- _Your instructions_:
List every line of the material below that contains the string "hand", copying each line in full. Matching is case-sensitive.

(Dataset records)

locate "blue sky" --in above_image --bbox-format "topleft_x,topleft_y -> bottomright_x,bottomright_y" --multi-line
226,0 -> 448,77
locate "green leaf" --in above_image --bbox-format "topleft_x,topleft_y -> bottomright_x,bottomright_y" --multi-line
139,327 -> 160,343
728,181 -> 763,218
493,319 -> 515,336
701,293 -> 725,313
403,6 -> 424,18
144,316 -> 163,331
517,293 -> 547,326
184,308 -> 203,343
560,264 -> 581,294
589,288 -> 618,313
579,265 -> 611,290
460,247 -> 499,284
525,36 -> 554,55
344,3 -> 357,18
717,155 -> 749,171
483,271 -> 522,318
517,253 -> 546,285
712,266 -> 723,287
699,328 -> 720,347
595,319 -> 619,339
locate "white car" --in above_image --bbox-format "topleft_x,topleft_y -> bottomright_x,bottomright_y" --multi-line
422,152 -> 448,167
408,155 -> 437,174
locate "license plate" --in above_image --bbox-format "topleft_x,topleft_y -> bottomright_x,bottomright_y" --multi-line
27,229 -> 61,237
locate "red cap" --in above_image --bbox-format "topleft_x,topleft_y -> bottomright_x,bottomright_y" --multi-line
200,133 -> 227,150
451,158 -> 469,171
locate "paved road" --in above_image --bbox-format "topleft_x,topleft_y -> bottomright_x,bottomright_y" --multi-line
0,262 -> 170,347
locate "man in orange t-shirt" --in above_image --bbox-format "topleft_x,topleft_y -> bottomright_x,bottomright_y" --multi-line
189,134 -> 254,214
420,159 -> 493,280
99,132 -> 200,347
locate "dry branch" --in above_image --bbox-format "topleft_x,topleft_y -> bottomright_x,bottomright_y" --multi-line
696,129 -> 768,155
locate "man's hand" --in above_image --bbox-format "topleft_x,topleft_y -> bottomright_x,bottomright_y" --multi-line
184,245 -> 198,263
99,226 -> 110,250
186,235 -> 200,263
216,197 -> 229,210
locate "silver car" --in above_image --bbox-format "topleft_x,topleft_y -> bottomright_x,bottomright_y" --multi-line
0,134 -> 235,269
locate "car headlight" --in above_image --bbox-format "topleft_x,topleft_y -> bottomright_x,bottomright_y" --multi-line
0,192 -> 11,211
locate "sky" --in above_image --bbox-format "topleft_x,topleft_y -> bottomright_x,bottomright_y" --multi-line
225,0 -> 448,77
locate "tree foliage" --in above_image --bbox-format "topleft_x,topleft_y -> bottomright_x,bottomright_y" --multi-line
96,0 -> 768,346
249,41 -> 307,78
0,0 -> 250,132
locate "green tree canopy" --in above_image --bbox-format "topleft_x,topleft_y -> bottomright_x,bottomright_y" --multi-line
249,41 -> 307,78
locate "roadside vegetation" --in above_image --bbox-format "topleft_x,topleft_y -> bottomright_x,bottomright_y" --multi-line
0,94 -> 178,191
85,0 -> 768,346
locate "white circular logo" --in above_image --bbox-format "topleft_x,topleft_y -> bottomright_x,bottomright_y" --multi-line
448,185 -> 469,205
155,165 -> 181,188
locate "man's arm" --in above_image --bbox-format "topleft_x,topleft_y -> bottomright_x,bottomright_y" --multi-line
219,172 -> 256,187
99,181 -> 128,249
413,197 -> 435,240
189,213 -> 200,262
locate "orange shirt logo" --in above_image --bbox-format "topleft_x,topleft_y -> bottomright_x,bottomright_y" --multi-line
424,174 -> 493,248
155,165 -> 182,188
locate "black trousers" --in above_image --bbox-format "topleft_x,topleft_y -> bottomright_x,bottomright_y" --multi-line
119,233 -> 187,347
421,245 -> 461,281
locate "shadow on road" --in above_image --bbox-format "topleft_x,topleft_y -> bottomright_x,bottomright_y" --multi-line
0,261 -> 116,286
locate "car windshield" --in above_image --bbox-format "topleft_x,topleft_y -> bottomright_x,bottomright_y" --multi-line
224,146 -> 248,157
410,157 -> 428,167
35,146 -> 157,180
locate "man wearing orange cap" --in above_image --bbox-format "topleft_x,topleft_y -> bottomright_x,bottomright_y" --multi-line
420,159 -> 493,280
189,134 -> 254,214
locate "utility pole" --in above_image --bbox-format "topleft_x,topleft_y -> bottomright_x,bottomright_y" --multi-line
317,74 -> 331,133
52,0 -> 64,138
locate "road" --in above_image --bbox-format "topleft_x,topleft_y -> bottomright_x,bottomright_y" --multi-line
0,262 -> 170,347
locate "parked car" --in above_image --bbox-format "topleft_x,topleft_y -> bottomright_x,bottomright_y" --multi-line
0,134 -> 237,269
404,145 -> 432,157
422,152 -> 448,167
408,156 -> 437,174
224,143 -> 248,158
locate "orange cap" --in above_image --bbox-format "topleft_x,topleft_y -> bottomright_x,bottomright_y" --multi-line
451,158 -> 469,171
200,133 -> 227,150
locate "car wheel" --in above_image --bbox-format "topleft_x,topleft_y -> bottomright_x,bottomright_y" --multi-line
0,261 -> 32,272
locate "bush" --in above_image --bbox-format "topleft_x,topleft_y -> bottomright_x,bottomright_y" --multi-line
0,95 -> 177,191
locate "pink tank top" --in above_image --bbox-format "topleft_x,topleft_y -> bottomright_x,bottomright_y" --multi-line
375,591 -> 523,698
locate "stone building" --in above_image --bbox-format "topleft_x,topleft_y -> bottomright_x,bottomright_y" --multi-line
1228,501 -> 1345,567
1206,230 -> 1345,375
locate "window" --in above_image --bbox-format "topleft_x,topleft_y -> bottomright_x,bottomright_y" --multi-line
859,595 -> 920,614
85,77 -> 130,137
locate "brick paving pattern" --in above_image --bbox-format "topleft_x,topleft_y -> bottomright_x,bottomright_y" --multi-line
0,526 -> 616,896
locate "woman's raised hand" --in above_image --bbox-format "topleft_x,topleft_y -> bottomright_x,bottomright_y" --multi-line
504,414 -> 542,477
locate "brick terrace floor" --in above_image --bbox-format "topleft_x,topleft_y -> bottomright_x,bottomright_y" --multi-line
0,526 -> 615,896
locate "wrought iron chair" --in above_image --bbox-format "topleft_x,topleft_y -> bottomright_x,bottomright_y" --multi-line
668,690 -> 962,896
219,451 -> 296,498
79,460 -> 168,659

- _Expected answer_:
locate "man's hand" --in above_image --bbox-format "topleft_x,topleft_y -> bottomright_x,bottomright_y" --multi-line
locate "woman's raised hand" --in above_image --bbox-format "topleft_x,topleft_y -> bottomright_x,bottomright_y" --multi-line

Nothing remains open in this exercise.